Coordinate annotation entries
--------------------------------

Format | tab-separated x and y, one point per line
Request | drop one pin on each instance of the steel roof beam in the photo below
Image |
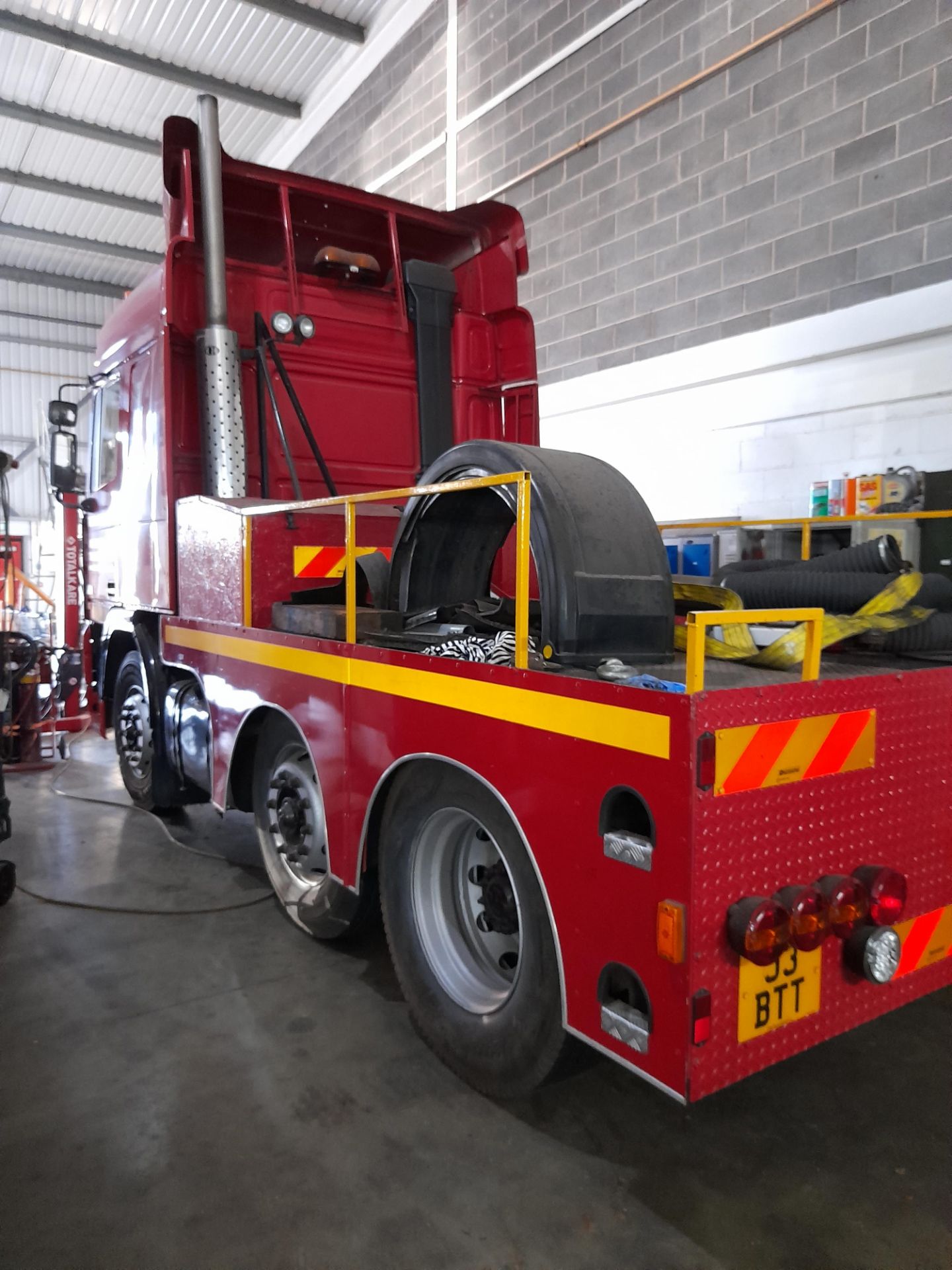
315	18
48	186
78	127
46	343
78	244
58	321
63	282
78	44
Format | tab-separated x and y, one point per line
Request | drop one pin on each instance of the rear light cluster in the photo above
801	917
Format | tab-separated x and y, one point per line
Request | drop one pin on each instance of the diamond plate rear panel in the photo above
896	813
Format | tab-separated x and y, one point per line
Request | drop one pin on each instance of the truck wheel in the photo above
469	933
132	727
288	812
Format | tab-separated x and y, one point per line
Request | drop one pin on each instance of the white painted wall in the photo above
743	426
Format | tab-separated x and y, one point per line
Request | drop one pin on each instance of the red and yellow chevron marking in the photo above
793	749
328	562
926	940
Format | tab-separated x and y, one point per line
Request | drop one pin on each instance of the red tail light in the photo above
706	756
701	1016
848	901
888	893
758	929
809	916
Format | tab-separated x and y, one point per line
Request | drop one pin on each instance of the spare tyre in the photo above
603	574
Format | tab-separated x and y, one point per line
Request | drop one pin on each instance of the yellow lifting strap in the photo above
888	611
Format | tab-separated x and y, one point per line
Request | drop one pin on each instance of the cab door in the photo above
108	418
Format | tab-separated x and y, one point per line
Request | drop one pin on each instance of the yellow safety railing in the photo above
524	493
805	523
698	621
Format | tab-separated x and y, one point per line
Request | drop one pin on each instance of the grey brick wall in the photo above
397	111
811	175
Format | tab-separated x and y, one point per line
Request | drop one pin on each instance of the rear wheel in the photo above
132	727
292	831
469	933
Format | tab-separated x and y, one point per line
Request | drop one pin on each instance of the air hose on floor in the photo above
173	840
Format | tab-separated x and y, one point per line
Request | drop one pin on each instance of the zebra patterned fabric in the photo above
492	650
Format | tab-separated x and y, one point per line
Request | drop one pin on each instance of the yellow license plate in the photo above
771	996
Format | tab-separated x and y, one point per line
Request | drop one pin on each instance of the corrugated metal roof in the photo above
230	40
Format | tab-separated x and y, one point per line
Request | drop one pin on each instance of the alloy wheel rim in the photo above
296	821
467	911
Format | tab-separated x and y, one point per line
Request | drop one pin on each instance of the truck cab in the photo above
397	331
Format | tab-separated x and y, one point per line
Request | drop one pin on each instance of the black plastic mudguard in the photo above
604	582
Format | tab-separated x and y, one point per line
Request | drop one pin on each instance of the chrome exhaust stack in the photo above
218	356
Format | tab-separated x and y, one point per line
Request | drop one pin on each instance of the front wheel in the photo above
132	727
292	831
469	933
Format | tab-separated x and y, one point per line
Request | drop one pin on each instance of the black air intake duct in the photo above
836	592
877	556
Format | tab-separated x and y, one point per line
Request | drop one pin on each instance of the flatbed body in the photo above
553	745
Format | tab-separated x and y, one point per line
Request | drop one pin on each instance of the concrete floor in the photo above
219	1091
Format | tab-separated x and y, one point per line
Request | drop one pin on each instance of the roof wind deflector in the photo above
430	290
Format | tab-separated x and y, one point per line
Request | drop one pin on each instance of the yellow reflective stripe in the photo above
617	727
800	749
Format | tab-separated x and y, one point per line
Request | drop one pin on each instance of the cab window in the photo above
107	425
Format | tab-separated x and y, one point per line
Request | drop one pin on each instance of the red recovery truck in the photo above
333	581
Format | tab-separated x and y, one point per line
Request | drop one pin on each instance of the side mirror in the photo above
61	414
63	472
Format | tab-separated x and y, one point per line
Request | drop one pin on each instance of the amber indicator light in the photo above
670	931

--------------------------------

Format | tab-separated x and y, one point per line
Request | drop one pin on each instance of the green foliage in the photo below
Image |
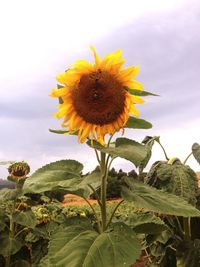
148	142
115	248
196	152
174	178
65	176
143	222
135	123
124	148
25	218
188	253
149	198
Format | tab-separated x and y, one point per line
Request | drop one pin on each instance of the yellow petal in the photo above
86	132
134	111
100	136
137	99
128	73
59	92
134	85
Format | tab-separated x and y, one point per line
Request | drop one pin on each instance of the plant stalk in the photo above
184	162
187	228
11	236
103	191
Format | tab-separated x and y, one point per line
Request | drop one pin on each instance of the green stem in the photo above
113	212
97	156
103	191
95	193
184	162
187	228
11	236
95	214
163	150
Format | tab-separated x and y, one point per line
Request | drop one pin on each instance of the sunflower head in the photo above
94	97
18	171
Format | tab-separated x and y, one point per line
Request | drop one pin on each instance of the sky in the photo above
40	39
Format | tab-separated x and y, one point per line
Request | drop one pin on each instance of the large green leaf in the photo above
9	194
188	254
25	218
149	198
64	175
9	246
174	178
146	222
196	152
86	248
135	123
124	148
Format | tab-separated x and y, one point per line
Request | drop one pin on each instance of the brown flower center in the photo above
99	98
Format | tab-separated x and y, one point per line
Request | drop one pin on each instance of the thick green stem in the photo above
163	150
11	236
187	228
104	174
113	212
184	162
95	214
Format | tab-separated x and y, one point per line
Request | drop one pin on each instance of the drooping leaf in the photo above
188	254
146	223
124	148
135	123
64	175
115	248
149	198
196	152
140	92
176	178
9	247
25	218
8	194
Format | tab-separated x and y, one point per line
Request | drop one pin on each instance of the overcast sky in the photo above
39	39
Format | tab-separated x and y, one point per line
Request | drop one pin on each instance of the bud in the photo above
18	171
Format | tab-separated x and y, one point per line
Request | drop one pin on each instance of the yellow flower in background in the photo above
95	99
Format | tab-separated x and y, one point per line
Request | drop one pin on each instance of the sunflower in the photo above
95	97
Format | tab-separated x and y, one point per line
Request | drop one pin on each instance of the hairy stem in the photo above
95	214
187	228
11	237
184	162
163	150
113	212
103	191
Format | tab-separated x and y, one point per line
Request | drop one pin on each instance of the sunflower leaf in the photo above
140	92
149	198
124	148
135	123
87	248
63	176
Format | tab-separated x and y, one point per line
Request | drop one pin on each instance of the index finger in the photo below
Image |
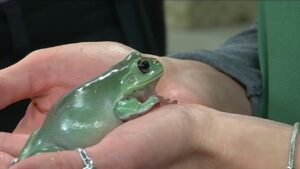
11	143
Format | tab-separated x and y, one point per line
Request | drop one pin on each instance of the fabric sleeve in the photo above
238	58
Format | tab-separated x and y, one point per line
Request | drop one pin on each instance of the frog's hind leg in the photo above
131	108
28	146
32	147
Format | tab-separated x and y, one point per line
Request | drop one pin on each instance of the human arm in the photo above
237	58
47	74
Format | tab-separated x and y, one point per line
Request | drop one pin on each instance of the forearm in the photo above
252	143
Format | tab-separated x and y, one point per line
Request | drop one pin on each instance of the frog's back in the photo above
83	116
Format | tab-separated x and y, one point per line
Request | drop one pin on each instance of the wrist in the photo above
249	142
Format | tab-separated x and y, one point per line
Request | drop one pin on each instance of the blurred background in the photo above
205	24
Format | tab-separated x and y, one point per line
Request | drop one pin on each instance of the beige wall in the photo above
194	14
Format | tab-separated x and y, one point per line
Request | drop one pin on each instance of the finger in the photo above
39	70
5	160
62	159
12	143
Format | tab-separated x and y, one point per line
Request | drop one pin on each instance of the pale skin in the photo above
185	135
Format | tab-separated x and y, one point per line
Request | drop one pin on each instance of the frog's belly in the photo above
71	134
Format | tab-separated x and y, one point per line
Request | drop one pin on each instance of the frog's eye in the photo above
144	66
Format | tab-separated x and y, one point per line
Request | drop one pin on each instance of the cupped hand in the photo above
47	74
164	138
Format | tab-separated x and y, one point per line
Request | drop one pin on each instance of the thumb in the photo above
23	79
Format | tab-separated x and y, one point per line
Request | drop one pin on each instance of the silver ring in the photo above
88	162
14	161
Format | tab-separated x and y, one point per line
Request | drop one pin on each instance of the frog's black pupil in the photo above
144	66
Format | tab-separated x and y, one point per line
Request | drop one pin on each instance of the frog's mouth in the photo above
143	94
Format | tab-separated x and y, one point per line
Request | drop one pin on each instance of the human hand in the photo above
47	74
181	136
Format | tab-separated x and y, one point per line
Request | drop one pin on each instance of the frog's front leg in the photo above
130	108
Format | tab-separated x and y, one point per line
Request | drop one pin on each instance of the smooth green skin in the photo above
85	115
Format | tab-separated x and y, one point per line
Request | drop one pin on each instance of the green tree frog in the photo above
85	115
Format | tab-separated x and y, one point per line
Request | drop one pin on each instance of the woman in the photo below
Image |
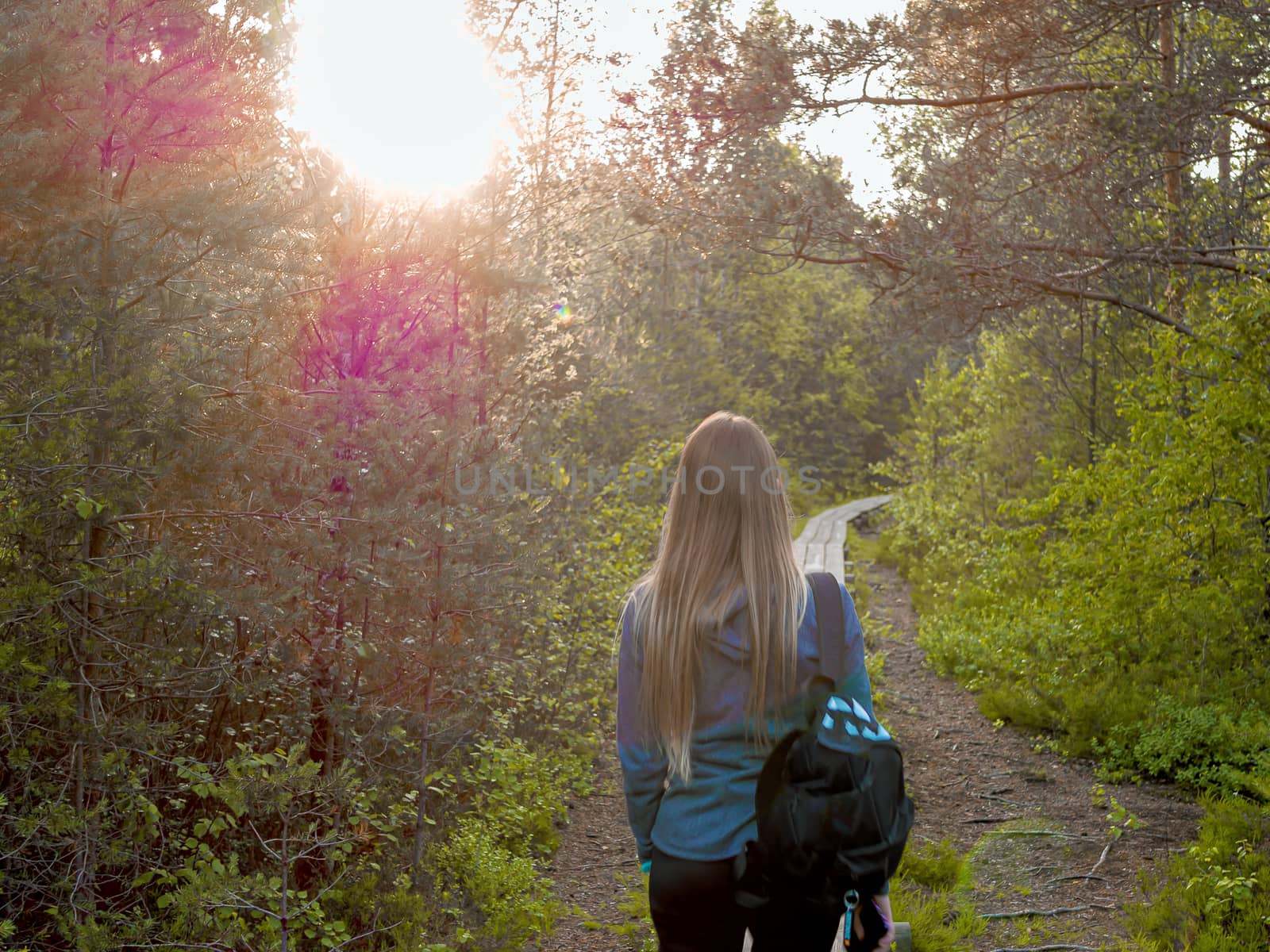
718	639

--------------------------------

**Task statement:**
Please return each line of the records that contains the word "below".

**Response to this task:**
Request | drop one pin on each instance of the steel roof beam in the photo below
Request | drop one pin on each instance of the green foliage in the photo below
Request | drop one pin on each instance of the index finger in the photo below
Request | drop one pin on each instance of the woman in the photo below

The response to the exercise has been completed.